#### Task requirements:
In the blog post on natural language processing, what does the demonstration use in place of a SQL database of book titles?
--- start of Passage to read ---
In this blog post I’m going to talk about Natural Language Processing. For my example, I’m going to use a list of books, including books about whales with white fins, blue whales, white whales and Moby Dick the white whale. I’m going to use NLP to enhance the search results of these book titles from a simple search engine.
Searching
In this age, search engines have become very good at finding what you’re looking for. As a software developer or a system designer, you’ll need to provide a similar experience for your customers. Creating code that searches a database for keywords is rather straight forward. The most obvious technique would be to search for any word that appears in the search box.
Let me show an example, that I’m sure everyone has seen or implemented before. I’ll create a table of book titles in a C# list. Normally this would be a SQL database that contains records of book titles, but this is just a demonstration and I want to cut out all the ORM code, the database setup, etc. So I’ll provide a list of strings that contains titles. You can see the final code on my GitHub account (click here). Here is the list of book titles that I have hard-coded into the sample program:
Moby Dick The Little Engine That Could The Whale with the White Fin The White Fish The White Car How to Paint With Black and White Black and White Photography My Little Pony Do Androids Dream of Electric Sheep? Something Wicked This Way Comes I Was Told There'd Be Cake Sperm whale Whaling ship All the whales The Curious Incident of the Dog in the Night-Time The Hollow Chocolate Bunnies of the Apocalypse Eats, Shoots & Leaves: The Zero Tolerance Approach to Punctuation To Kill a Mockingbird The Unbearable Lightness of Being A Clockwork Orange The blue whale Midnight in the Garden of Good and Evil The Perks of Being a Wallflower The Man Without Qualities Cloudy With a Chance of Meatballs Humpback Whale One Hundred Years of Solitude The Elephant Tree One Flew Over the Cuckoo's Nest Requiem for a Dream A Wrinkle in Time (Time Quintet, #1) The Whale White Whale
Next, I want to create some code that allows a user to type in some search text and grab all the titles that contain each word in their search text. Here’s the basic code:
private static void SimpleSearch(string searchText) { var searchWords = searchText.Split(' '); var results = new List<string>(); foreach (var word in searchWords) { results.AddRange((from t in books.Titles where t.ToLower().Contains(word) select t).ToList()); } foreach (var result in results) { Console.WriteLine(result); } }
If we search for “White Whale”, the result will be any book title that contains the word “White” and the word “Whale”. Here’s the result from the code above:
The Whale with the White Fin The White Fish The White Car How to Paint With Black and White Black and White Photography White Whale The Whale
Is this the result we really wanted? I don’t think so. First, there is the problem of context. If we wanted to see all the books about white whales, then we don’t want to see books like “Black and White Photography” or “The White Car”.
--- end of Passage to read ---
--- start of Data lines ---
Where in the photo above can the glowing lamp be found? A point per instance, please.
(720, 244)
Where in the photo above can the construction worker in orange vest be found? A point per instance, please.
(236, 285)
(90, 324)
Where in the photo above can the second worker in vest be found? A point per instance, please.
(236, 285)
--- end of Data lines ---
#### Written answer:
It uses a C# list of strings holding the book titles, hard-coded into the sample program.